→ **Quoted passage**
——
Daniel Hemric: 2019 NASCAR Season Preview and Prediction

Driver of the No. 31 Chevrolet for Richard Childress Racing

It’s been a career of “almost” so far for Daniel Hemric, who takes the reins of the No. 31 Richard Childress Racing entry this season after the departure of veteran Ryan Newman. Hemric, who will be 28 when the season starts, has yet to win a race in a NASCAR national series.


Hemric has had two full seasons in both the Gander Outdoors Truck Series and the Xfinity Series, and by most metrics, he’s had success: an average finish of 11.1 in both series with a slew of top-5 and top-10 finishes along with earning five Xfinity poles, including four in 2018. Hemric’s points finishes are also impressive, with a seventh and sixth in his two years in Trucks and fourth and third in his two seasons in NXS.
——
→ **Given data**
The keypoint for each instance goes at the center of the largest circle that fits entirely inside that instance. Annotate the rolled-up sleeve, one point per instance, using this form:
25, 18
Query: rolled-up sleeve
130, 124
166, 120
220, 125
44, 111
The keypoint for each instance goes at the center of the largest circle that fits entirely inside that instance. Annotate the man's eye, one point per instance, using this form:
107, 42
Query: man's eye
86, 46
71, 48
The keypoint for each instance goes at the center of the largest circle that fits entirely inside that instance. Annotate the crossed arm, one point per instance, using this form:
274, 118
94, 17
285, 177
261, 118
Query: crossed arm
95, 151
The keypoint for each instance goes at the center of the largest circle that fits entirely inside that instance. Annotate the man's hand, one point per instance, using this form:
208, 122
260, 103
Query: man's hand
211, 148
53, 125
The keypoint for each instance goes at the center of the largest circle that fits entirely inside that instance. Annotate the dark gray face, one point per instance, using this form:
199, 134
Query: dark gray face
——
→ **Requirements**
Please edit the Daniel Hemric season preview by restating everything from "Daniel Hemric: 2019" down to "NASCAR national series." with "this season" replaced by "in 2019".

→ **In response**
Daniel Hemric: 2019 NASCAR Season Preview and Prediction

Driver of the No. 31 Chevrolet for Richard Childress Racing

It’s been a career of “almost” so far for Daniel Hemric, who takes the reins of the No. 31 Richard Childress Racing entry in 2019 after the departure of veteran Ryan Newman. Hemric, who will be 28 when the season starts, has yet to win a race in a NASCAR national series.